--- USING THE INFORMATION ---
A: Transcribe the passage of the piece on the Crawford Fund Fellowship from "The Crawford Fund" up to and including "Fellow’s home country.".
B: Summarize the piece on the Crawford Fund Fellowship in two sentences.

--- SELECTED EXTRACT ---
Segment Open
The Crawford Fund Fellowship was established in 2002 with the generous support of Dr Brian Booth AM FTSE.
The aim of the Fellowship is to provide further training of a scientist in agriculture, fisheries or forestry from a selected group of developing countries, whose work has shown significant potential. The training will take place at an Australian agricultural institution and will emphasise the application of knowledge to increased agricultural production in the Fellow’s home country.
The Fellowship is offered annually to an agricultural scientist below the age of 35 years who is a citizen of, or who is working in, one the following countries: Bangladesh, Bhutan, Burma, Cambodia, East Timor, Fiji, Indonesia, Laos, Nepal, Niue, Papua New Guinea, Papua New Guinea, Samoa, Solomon Islands, Tonga, Tuvalu and Kirabati, Vanuatu, Vietnam.
Ms Vilayphone Sourideth, Maize Breeder at the Rice and Cash Crop Research Center (R&CCR), National Agricultural and Forestry Research Institute, Ministry of Agriculture and Forestry. Vientiane, Lao P.D.R., has been awarded the 2011 Crawford Fund Fellowship.
Ms Sourideth will spend two months at the School of Agriculture and Food Sciences, University of Queensland. Her program there will include learning new plant breeding techniques, analysis and writing up the results of collaborative experiments, conduct of an experiment on nutrient and water use by maize, and presentation of a paper at the 5th World Congress on Conservation Agriculture. Ms Sourideth will also meet and join discussions with private sector plant breeding companies in Queensland.
Ms Sourideth studied at the National University of Laos and was awarded a Master’s degree in Agronomy from the University of Lublin, Poland. Ms Sourideth has studied maize breeding at the National Maize Research Institute of Vietnam. She is currently responsible for the maize breeding program at her centre where she utilizes conventional and biotechnology methods for maize inbreed line development, germplasm collection and characterization, and waxy maize improvement. She was responsible for research focusing on fertilizer rates for dry season consumptive and feed maize in a joint project with the University of Queensland and funded by the Australian Centre for International Agricultural Research. Maize is increasingly in demand as a feed grain in Laos and other Southeast Asian countries as incomes rise and the demand for animal protein grows in the region.
Segment Closed
--- RECORDED INFORMATION ---
Segment Open
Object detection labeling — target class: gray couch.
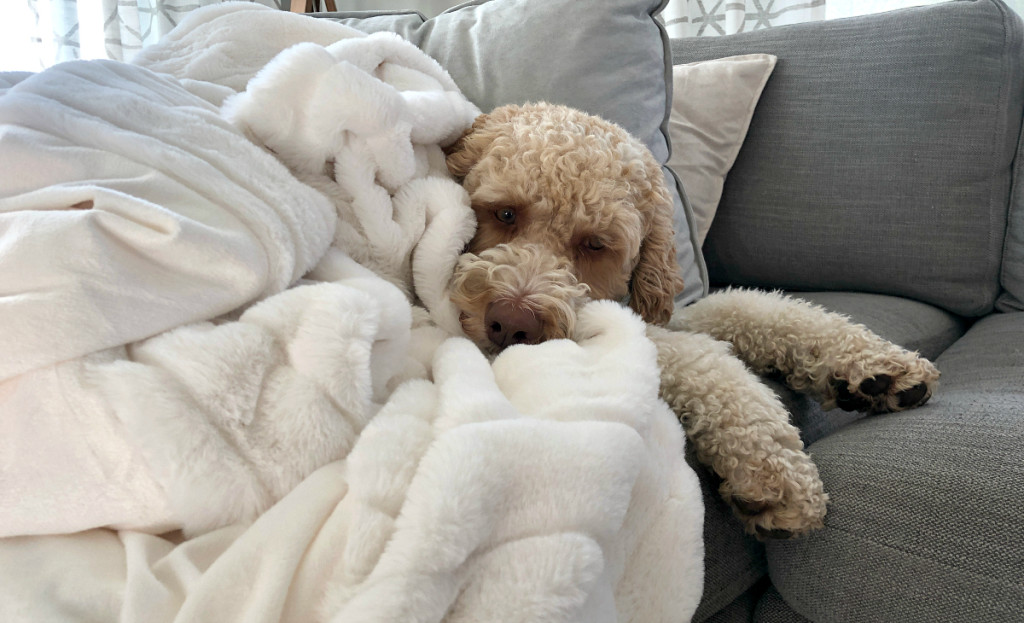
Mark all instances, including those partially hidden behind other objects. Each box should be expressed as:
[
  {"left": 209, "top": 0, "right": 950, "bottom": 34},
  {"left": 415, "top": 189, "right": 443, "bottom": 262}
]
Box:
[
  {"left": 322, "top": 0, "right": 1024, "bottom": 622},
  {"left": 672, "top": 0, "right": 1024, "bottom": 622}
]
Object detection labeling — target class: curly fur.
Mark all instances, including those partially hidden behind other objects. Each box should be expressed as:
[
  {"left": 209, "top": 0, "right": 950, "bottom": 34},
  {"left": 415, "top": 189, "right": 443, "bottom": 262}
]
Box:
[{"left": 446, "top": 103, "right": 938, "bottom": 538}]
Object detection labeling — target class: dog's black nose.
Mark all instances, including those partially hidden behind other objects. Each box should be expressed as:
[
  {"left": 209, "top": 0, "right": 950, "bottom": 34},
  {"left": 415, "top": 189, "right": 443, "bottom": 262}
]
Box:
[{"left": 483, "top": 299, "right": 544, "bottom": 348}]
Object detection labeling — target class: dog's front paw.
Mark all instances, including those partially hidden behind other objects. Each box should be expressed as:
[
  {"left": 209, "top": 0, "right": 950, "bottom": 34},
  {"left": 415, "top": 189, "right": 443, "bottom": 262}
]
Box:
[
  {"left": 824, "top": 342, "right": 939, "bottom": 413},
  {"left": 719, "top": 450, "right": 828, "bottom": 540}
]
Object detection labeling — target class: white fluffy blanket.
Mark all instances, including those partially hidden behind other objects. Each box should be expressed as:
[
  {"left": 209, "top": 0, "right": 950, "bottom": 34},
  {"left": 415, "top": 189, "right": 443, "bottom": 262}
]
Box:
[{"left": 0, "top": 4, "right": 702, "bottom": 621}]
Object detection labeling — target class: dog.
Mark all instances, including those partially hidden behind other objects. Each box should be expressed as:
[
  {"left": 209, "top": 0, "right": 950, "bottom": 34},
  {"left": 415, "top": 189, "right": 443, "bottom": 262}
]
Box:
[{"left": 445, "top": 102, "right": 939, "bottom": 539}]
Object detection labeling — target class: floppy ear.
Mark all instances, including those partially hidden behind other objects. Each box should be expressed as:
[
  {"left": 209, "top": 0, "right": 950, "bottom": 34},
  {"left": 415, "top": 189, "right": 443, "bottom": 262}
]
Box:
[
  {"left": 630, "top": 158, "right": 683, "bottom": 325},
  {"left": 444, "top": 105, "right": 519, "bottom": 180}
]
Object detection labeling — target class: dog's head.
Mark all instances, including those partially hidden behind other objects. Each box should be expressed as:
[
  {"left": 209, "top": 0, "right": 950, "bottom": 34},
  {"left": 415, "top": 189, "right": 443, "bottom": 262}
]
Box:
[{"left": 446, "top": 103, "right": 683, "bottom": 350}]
Segment Closed
--- TASK-BY-TASK RESULTS ---
A:
The Crawford Fund Fellowship was established in 2002 with the generous support of Dr Brian Booth AM FTSE.
The aim of the Fellowship is to provide further training of a scientist in agriculture, fisheries or forestry from a selected group of developing countries, whose work has shown significant potential. The training will take place at an Australian agricultural institution and will emphasise the application of knowledge to increased agricultural production in the Fellow’s home country.

B: The Crawford Fund Fellowship, established in 2002, is offered annually to an agricultural scientist under 35 from a selected group of developing countries for further training at an Australian agricultural institution. The 2011 Fellowship was awarded to Ms Vilayphone Sourideth, a maize breeder in Laos, who will spend two months at the School of Agriculture and Food Sciences, University of Queensland.